Task details:
Pull out every line of the data below that contains the string "hoodie". Matching is case-sensitive.

>> START

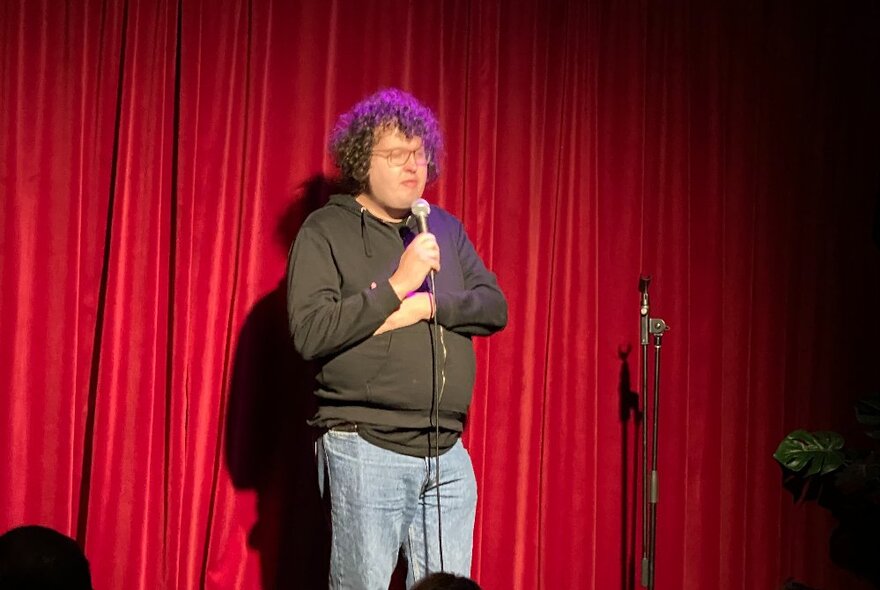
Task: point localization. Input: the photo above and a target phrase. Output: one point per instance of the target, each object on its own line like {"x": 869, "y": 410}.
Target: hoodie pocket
{"x": 404, "y": 381}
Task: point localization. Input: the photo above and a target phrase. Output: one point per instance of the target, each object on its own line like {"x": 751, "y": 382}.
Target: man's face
{"x": 395, "y": 184}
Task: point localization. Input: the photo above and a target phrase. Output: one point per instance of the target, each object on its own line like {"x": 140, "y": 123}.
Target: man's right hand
{"x": 419, "y": 258}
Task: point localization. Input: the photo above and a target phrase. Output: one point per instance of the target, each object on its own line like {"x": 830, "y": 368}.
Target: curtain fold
{"x": 158, "y": 159}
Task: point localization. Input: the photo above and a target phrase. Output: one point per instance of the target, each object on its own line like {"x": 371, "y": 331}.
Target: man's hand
{"x": 413, "y": 309}
{"x": 419, "y": 258}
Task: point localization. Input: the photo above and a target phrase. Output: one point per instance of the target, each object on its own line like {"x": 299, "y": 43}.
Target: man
{"x": 39, "y": 558}
{"x": 359, "y": 303}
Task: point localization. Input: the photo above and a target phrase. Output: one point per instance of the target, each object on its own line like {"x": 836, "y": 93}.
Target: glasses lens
{"x": 399, "y": 157}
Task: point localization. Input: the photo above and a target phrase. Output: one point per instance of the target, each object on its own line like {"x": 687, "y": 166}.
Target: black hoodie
{"x": 338, "y": 295}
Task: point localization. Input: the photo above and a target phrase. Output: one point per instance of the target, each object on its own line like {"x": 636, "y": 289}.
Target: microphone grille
{"x": 421, "y": 208}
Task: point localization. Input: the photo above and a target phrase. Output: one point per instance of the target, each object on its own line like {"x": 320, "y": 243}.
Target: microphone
{"x": 421, "y": 209}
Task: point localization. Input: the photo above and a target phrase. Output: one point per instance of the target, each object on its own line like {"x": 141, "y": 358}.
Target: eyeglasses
{"x": 398, "y": 157}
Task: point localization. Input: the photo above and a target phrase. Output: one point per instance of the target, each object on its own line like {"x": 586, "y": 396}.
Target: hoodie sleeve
{"x": 480, "y": 309}
{"x": 321, "y": 321}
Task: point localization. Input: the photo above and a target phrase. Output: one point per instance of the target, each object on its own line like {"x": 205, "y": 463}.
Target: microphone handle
{"x": 422, "y": 221}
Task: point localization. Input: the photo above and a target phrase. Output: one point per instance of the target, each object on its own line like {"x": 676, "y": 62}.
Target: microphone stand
{"x": 648, "y": 327}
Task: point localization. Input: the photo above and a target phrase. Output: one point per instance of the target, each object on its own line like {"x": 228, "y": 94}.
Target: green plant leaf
{"x": 818, "y": 453}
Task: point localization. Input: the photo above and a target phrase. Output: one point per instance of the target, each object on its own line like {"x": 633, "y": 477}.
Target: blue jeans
{"x": 382, "y": 501}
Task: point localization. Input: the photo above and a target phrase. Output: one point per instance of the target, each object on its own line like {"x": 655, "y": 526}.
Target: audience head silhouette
{"x": 446, "y": 581}
{"x": 35, "y": 557}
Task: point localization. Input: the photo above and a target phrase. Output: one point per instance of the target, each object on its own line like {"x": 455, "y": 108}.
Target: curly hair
{"x": 355, "y": 134}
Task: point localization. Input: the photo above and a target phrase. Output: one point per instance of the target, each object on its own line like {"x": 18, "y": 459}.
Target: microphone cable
{"x": 437, "y": 397}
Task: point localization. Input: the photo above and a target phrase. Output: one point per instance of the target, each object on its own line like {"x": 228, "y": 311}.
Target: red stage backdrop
{"x": 157, "y": 158}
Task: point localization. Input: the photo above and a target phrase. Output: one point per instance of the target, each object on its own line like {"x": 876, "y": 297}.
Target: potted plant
{"x": 844, "y": 479}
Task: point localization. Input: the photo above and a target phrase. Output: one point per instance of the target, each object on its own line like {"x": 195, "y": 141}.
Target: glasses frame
{"x": 386, "y": 153}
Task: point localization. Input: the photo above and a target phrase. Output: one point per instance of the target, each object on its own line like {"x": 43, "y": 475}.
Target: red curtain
{"x": 157, "y": 158}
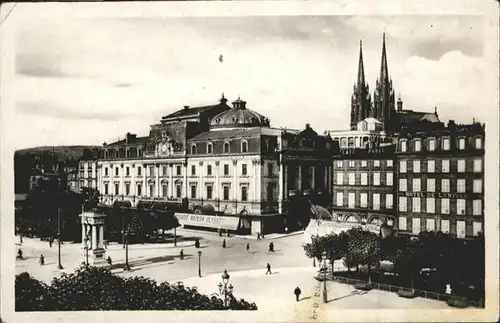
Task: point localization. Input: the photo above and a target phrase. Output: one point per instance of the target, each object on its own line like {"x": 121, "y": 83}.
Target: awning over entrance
{"x": 209, "y": 221}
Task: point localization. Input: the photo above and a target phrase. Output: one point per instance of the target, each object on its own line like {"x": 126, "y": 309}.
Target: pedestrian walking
{"x": 297, "y": 292}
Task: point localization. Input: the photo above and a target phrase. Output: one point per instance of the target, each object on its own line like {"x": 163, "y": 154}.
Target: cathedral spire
{"x": 361, "y": 69}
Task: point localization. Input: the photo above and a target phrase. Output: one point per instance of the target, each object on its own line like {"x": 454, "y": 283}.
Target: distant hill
{"x": 63, "y": 153}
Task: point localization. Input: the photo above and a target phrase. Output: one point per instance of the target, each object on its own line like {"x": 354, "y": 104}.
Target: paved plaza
{"x": 273, "y": 293}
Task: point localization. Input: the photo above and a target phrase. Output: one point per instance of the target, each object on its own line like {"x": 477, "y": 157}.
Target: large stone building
{"x": 441, "y": 179}
{"x": 227, "y": 160}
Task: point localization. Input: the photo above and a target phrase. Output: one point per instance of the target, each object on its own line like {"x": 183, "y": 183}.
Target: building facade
{"x": 440, "y": 179}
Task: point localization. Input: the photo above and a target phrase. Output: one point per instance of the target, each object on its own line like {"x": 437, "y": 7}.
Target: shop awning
{"x": 209, "y": 221}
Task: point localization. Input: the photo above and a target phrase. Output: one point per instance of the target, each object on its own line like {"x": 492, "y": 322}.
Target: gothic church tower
{"x": 361, "y": 104}
{"x": 384, "y": 103}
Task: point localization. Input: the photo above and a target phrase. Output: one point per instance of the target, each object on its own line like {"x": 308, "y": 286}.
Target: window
{"x": 340, "y": 199}
{"x": 418, "y": 145}
{"x": 460, "y": 207}
{"x": 460, "y": 185}
{"x": 403, "y": 204}
{"x": 352, "y": 178}
{"x": 402, "y": 185}
{"x": 432, "y": 145}
{"x": 430, "y": 205}
{"x": 364, "y": 200}
{"x": 415, "y": 204}
{"x": 388, "y": 201}
{"x": 403, "y": 145}
{"x": 430, "y": 224}
{"x": 244, "y": 193}
{"x": 402, "y": 166}
{"x": 402, "y": 223}
{"x": 376, "y": 201}
{"x": 477, "y": 207}
{"x": 364, "y": 179}
{"x": 445, "y": 166}
{"x": 445, "y": 206}
{"x": 415, "y": 226}
{"x": 477, "y": 227}
{"x": 416, "y": 166}
{"x": 461, "y": 166}
{"x": 209, "y": 192}
{"x": 446, "y": 143}
{"x": 352, "y": 200}
{"x": 270, "y": 169}
{"x": 477, "y": 186}
{"x": 461, "y": 143}
{"x": 477, "y": 165}
{"x": 445, "y": 226}
{"x": 340, "y": 178}
{"x": 478, "y": 143}
{"x": 431, "y": 185}
{"x": 431, "y": 166}
{"x": 416, "y": 185}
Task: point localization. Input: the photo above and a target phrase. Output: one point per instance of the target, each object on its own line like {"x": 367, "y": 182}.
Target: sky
{"x": 89, "y": 81}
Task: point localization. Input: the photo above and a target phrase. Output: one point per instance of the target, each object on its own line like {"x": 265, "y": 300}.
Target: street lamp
{"x": 224, "y": 290}
{"x": 199, "y": 263}
{"x": 126, "y": 267}
{"x": 325, "y": 297}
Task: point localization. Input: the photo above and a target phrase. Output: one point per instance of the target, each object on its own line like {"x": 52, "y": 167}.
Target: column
{"x": 157, "y": 181}
{"x": 94, "y": 237}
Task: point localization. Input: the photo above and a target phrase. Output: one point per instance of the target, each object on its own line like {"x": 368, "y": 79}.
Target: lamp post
{"x": 224, "y": 290}
{"x": 199, "y": 263}
{"x": 126, "y": 267}
{"x": 325, "y": 296}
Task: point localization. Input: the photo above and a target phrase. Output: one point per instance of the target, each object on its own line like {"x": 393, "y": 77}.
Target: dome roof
{"x": 239, "y": 116}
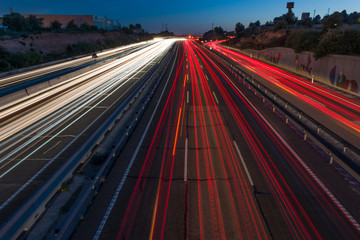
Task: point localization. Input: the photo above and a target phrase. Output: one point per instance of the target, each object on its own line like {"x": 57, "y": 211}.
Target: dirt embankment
{"x": 46, "y": 43}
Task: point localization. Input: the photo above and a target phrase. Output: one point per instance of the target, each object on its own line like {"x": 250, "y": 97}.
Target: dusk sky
{"x": 181, "y": 17}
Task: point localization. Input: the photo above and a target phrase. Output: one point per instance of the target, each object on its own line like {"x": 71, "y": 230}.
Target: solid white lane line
{"x": 185, "y": 165}
{"x": 118, "y": 189}
{"x": 217, "y": 101}
{"x": 52, "y": 147}
{"x": 243, "y": 163}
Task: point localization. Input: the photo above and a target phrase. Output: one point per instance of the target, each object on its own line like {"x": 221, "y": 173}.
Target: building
{"x": 64, "y": 19}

>> END

Finished task:
Target: hoodie pocket
Target: black hoodie
Target: hoodie sleeve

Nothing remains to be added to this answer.